Referring expression pointing data
BEGIN

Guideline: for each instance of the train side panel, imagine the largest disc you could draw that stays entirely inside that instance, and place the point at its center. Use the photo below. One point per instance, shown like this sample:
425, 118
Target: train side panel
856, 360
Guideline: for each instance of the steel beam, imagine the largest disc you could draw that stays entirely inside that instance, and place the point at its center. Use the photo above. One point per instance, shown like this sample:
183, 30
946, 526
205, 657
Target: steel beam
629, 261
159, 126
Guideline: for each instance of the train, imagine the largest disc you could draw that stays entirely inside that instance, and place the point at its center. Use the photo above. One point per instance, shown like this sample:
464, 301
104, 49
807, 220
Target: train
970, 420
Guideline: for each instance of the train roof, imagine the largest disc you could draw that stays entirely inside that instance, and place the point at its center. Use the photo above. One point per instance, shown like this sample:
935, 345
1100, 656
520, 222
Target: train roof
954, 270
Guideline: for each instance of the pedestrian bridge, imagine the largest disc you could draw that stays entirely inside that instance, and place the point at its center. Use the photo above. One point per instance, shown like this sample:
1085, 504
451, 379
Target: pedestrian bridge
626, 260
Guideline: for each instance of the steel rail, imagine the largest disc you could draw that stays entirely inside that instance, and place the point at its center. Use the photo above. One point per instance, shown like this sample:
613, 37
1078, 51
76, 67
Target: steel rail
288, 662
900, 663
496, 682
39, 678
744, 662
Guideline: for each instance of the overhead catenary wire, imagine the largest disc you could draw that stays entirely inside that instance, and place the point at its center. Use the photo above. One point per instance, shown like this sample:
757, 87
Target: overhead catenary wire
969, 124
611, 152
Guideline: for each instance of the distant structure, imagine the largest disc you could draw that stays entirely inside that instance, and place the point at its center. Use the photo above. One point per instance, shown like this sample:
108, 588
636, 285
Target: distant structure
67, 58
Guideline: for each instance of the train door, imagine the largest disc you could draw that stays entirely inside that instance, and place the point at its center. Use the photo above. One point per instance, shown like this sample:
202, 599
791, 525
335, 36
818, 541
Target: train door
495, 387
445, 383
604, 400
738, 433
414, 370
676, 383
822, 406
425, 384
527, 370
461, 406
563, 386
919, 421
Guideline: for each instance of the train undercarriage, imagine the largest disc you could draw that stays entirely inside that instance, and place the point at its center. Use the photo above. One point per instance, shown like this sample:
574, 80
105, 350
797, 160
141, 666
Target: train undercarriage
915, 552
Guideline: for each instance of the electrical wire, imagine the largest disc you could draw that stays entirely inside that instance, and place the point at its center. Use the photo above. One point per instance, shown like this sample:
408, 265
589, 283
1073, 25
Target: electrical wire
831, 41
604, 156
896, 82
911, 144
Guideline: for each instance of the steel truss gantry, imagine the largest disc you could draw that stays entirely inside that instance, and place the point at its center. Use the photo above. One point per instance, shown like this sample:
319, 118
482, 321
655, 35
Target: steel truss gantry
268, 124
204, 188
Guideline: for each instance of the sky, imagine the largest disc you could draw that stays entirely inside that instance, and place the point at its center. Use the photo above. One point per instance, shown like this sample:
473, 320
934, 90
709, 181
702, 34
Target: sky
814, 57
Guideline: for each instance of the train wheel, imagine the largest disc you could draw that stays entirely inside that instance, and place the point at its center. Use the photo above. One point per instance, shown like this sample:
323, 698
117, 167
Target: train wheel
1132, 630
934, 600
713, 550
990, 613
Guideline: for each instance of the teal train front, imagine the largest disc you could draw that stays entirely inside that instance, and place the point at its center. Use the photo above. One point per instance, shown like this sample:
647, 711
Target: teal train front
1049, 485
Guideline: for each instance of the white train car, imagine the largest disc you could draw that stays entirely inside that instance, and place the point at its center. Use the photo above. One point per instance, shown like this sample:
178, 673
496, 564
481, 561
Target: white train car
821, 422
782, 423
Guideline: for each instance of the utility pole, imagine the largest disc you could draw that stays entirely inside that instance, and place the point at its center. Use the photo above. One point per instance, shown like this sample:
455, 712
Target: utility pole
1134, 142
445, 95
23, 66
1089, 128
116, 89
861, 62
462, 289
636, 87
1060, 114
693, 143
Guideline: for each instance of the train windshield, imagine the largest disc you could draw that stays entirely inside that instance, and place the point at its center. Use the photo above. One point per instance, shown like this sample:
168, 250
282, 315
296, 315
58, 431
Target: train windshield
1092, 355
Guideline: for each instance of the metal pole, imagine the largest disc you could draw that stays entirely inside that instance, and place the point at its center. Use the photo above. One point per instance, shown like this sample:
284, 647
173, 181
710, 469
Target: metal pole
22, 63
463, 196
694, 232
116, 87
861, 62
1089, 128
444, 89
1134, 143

END

* **Exercise directions**:
Extract every line above exactly as it stands.

* **Exercise output**:
Guideline: for each instance of the train side panel, imagine the largest disc you could draw that stays entirely inside that instance, and place the point at its center. Use the photo below. One point per instance, shown like this sample:
425, 118
Target: train side panel
856, 360
Guideline: for each instance of the steel beam, imagine the largest disc you could draw that stays entirely inside that instance, and place the point at its center. Use the photo above. One point per instance, shown like this sample:
183, 30
946, 526
205, 657
Target: steel beam
629, 261
159, 126
Guideline: for each instance of the train, imagine the largest disc you could draw that stays entirely inside that instance, and place the point at its center. Use the photo above. One point per instance, shown like this sample:
464, 301
104, 49
807, 220
Target: train
970, 420
Guideline: for each instance of the train roof, imagine the largest disc you could draw that stays entirely inside that instance, and place the point at its center. Use the photo above. One point per instance, shown like this sample:
935, 345
1100, 656
520, 222
Target: train roof
954, 270
Guideline: for each instance of the pedestrian bridge, imagine the largest disc you could draw that stays entirely inside that instance, and place the point at its center. Use the photo above. One point per instance, shown like this sample:
1085, 504
451, 379
Target: pedestrian bridge
626, 260
Guideline: for each instance of the steel rail, imagine the largest disc you could draw that stays entirely inside that instance, and place the point at its center. Use the photo above. One point per instance, shown like this sample:
613, 37
1078, 51
76, 67
Target: steel rail
288, 662
900, 663
496, 682
39, 678
744, 662
Guideline: for each instance of the overhead catenary wire, imagine the largest disc you could draw that stays entirely inside that instance, and place the point at its center. Use the photo above. One point per instance, shown like this sample:
757, 87
Target: overhead catenary wire
969, 124
611, 152
Guideline: for each instance of the distant structure, imagine the largest disc you could draw that stays entirely inside that instance, and place the point at its center. Use the photo above. One point per instance, shown like this sample:
108, 588
636, 285
Target: distant structure
67, 58
Guideline: for each instance of the train door, imagine the largest disc you could draw that stays entirely inside that instance, and place the point at its center. Use the photo above. One point per instance, shown like this sample:
202, 599
791, 525
335, 36
818, 541
Target: train door
495, 387
445, 383
604, 400
738, 433
414, 370
676, 383
822, 406
425, 384
527, 370
461, 406
563, 386
919, 421
Guideline: for each instance of the train undercarriage, imagine the largest disc you could draw that stays entirely inside that instance, and place the point at its center. Use the photo above. One point per instance, shown like this sample:
574, 80
105, 350
797, 160
141, 666
Target: train undercarriage
915, 552
Guideline: for each instance of the electrical wire, imagine the largest disc you could draw that stays entirely inside that instance, and place the point at its center. Use the photo above. One point per instance, shown like this sample:
408, 265
589, 283
1073, 25
Target: electrical wire
831, 41
604, 156
896, 82
911, 144
Guideline: for each instance of the steel truss gantry, imagine the largest disc you could draw that stays entirely inside that instance, and place the point at its center. Use the photo above. One point per instance, shown like this sample:
319, 118
482, 321
655, 35
Target: steel truss gantry
268, 124
204, 188
Guideline: for each instance of the sky, imagine the largest disc you could draw that stays entirely inside that instance, and place the point at its center. Use the photo above. One point per instance, shown like this sample:
473, 320
934, 90
709, 181
702, 34
Target: sky
814, 57
Guideline: for each instance of the train wheel, imagine the largest disc you could draw that stays entirely inside that instance, and place the point at its center. Use the photo above. One point per instance, shown like this sample:
323, 698
117, 167
Target: train wheel
1132, 630
934, 600
713, 550
990, 613
Guideline: for each instance of the teal train front, imagine the largest disc you could draw that stays entirely inside that instance, and place the point at its center. Use the photo above. One point per instance, shown like this sample:
647, 711
Target: teal train front
1049, 485
Guideline: for each instance of the white train car, imagine the largest disc you could draw that stays entirely inside that instance, and place the point at its center. Use the photo above. One point per instance, shown like this sample:
178, 673
496, 564
481, 561
Target: white train car
821, 422
782, 423
Guideline: for each instance of the utility pole, imagine the largest disc you could draw that stays entirely inside that instance, and place the point at its center. Use the photo above. One point per instance, shown like this sample:
455, 712
Target: utility pole
1134, 142
445, 95
23, 66
1089, 128
116, 89
861, 62
462, 289
636, 87
1060, 114
693, 143
Guideline: for each instance of the train windshield, imagine the largest disc you could draw that stays entirely inside that instance, and place the point at its center. Use the photo above. One point per instance, shown like this sample:
168, 250
282, 315
296, 315
58, 431
Target: train windshield
1092, 355
Guideline: for each instance of the metal pole, imagine the largest disc you could draw that stays entirely inside that instance, and place the point at its center. Use the photo above. One point per instance, shown like this sample:
284, 647
173, 181
710, 469
Target: metal pole
22, 63
463, 196
694, 232
116, 87
861, 62
1089, 128
444, 89
1134, 143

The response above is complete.